• _Data provided_

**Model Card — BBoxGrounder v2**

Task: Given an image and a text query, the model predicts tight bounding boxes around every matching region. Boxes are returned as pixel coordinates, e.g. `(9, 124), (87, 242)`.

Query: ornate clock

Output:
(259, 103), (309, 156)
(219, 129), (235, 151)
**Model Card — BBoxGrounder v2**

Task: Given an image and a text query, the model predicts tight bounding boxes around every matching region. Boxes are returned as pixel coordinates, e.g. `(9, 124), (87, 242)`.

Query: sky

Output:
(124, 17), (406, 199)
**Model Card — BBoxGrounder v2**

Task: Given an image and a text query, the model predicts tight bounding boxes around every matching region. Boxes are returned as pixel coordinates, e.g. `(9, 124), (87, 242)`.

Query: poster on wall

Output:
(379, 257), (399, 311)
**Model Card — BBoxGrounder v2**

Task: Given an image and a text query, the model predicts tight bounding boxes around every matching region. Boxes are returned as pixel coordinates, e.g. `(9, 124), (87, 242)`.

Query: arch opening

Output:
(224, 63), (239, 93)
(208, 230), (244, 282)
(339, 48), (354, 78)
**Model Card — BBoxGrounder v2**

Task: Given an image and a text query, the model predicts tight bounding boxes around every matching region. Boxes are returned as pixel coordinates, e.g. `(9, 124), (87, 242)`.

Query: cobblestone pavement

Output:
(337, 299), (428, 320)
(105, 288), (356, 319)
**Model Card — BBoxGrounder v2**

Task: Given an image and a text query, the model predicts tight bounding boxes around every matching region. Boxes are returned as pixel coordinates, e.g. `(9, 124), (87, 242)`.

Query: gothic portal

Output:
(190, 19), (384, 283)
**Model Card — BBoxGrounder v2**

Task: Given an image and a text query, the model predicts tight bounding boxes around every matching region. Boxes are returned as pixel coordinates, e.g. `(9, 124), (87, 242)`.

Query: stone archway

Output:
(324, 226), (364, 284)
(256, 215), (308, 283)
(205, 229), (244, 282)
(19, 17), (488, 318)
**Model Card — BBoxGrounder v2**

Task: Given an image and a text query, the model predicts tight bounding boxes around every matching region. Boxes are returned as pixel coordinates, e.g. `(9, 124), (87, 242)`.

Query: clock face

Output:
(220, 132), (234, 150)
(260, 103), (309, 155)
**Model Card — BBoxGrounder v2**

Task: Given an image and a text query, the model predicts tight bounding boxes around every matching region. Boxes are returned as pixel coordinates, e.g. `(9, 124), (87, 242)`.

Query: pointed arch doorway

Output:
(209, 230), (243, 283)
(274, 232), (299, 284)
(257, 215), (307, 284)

• _Aim of the exercise_
Rewrite the listing above from its start up to and including the line with "(124, 17), (406, 199)", keeping every line and changing only the bounding-box coordinates under "Output:", not the sample coordinates in the task description. Multiply each of those coordinates by 2.35 and round to a whole number, with halves rounded up.

• _Written solution_
**Model Card — BBoxGrounder v2**

Task: Given an image and a text query, the model predicts tight bounding boxes around every matching region. Boxes are returned as pixel coordinates, e.g. `(9, 124), (87, 242)`.

Query: ornate clock

Output:
(609, 242), (726, 367)
(515, 303), (552, 355)
**Model Card — BBoxGrounder v2**

Task: Given an image and a text query, the model predicts tight bounding boxes around every matching region. Boxes are returned as pixel coordinates, e.g. `(9, 124), (87, 242)`.

Query: sky

Output:
(291, 40), (954, 468)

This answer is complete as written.